Top of GIVEN TEXT

At an event organised by Amazon Prime and Screen Writer’s Association, Luck By Chance and Gully Boy director, Zoya Akhtar, spoke about being repeatedly called a “female filmmaker”. A term she (rightfully) deems regressive and redundant, and reiterated once again how someone’s gender is irrelevant to filmmaking.
“I don’t think I need to state the obvious time and again. I have never not been a woman, so why keep talking about gender. To be honest, no one in the industry cares about gender. A woman filmmaker is just a media term. As a director or producer, what’s most important is that you are commercially viable. Be it men or women, your success rate becomes your identity,” Akhtar said.
She added, “It is wrong to say that it (better female representation) is a recent phenomenon. Every decade there have been films made with strong and central women characters. Yash Chopra’s heroines were always strong. Even Sanjay Leela Bhansali or Madhur Bhandarkar have presented stories on female characters.”
She made a valid point about how men have also been shortchanged by Bollywood for the longest time, “I keep getting asked why women have not been presented in a certain way in films. But the fact remains that even men have not been presented properly. The masculinity shown is very toxic. But things have changed.”
While what Akhtar pointed out is largely true, one cannot ignore the fact that there have always been more men than women in Bollywood calling the shots, telling their stories and narrating their fantasies from their perspectives. There are definitely more women in the mainstream sphere now, more than ever before, but still the scales are tilted towards men.
There is a reason why we are seeing proper representation of relatable female characters on screen on such a scale only now. Feminism has gone commercial. Women-led films, even something as frivolous as Veere Di Wedding or serious as Raazi are earning crores at the box office. This is a big motivator for Bollywood to support more female storytellers, since many argue that Bollywood is ultimately a business at the end of the day.
This is not to say that we never had nuanced, strong female characters shouldering their own stories and navigating their own narratives before. But they were often the anomalies, not the norm.

Bottom of GIVEN TEXT

## TASKS FOR THIS EXERCISE
1. In the article about Zoya Akhtar, retype the passage starting with "While what Akhtar" and going on through "of the day.".
2. List every film title named in the article about Zoya Akhtar.
3. In the article about Zoya Akhtar, what does Akhtar say becomes the identity of a director or producer, be it men or women?

Top of DATA

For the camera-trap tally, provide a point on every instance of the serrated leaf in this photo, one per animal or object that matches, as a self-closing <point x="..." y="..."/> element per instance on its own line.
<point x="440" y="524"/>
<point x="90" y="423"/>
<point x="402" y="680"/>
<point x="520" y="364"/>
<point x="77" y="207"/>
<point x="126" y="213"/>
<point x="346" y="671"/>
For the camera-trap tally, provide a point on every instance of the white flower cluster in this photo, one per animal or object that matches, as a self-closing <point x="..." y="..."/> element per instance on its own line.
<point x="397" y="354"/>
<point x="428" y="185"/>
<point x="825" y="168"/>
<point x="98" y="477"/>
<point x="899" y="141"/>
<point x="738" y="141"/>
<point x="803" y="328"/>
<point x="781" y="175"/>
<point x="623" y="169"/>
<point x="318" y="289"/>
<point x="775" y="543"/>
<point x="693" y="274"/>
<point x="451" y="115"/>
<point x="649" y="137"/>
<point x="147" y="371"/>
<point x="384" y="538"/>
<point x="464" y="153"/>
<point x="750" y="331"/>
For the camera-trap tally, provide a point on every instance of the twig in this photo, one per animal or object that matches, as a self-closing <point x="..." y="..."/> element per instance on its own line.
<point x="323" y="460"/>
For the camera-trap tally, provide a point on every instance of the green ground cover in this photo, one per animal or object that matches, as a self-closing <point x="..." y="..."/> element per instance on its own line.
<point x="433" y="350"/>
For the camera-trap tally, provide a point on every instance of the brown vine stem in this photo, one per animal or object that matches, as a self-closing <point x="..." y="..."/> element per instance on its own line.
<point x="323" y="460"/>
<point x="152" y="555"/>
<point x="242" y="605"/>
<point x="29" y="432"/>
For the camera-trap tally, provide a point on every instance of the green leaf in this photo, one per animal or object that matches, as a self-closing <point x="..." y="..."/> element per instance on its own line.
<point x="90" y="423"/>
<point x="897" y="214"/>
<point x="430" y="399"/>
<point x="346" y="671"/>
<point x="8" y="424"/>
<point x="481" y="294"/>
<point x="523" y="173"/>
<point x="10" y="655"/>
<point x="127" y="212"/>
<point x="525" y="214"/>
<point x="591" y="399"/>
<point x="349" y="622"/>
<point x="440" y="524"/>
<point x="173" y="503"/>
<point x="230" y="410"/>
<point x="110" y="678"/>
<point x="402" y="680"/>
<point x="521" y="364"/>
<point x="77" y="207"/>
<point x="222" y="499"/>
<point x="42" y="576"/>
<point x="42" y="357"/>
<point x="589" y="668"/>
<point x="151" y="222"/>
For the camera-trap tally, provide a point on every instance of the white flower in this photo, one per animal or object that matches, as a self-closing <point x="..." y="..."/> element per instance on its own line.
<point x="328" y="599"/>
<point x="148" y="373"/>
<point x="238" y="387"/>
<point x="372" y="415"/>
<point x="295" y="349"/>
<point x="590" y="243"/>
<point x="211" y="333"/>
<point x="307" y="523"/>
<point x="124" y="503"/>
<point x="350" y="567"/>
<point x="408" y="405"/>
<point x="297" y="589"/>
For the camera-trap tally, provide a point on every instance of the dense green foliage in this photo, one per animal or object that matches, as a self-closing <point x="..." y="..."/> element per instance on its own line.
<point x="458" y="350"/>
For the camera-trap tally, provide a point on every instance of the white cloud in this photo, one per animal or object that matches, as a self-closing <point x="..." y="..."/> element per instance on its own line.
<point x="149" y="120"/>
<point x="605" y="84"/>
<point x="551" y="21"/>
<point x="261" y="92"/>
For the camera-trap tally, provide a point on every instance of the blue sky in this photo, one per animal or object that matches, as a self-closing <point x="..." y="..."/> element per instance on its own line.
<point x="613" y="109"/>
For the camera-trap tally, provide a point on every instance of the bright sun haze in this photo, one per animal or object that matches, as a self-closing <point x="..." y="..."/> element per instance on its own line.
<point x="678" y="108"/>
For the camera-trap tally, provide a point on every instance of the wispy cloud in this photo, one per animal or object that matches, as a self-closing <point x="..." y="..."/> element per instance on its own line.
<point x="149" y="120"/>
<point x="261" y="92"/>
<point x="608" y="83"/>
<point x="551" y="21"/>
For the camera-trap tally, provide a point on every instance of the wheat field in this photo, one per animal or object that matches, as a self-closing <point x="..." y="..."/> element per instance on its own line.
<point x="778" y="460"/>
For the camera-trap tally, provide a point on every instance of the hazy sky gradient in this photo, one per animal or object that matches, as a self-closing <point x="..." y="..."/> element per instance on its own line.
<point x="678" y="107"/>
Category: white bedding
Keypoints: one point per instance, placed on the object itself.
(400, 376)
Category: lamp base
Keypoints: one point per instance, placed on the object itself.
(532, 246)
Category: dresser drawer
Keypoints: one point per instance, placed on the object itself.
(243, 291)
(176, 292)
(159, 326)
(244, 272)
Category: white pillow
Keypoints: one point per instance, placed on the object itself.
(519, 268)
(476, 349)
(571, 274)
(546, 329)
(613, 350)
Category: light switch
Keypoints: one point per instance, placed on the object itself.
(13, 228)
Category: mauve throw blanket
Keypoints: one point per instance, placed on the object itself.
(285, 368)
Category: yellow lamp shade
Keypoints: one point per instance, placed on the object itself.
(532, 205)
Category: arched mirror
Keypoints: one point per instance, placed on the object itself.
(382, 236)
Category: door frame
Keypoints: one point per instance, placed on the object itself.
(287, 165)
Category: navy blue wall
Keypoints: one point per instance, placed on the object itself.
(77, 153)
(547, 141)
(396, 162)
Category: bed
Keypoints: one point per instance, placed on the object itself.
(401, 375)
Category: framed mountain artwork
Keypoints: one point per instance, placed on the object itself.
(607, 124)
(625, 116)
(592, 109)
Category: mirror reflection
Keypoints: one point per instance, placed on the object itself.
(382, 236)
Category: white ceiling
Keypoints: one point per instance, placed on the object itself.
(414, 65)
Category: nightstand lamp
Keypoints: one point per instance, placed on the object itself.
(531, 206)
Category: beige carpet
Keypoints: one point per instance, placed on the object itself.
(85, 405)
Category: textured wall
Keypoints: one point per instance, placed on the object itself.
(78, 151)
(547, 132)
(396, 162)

Bottom of DATA

## SOLUTIONS BELOW
1.
While what Akhtar pointed out is largely true, one cannot ignore the fact that there have always been more men than women in Bollywood calling the shots, telling their stories and narrating their fantasies from their perspectives. There are definitely more women in the mainstream sphere now, more than ever before, but still the scales are tilted towards men.
There is a reason why we are seeing proper representation of relatable female characters on screen on such a scale only now. Feminism has gone commercial. Women-led films, even something as frivolous as Veere Di Wedding or serious as Raazi are earning crores at the box office. This is a big motivator for Bollywood to support more female storytellers, since many argue that Bollywood is ultimately a business at the end of the day.

2.
Luck By Chance
Gully Boy
Veere Di Wedding
Raazi

3. Their success rate becomes their identity.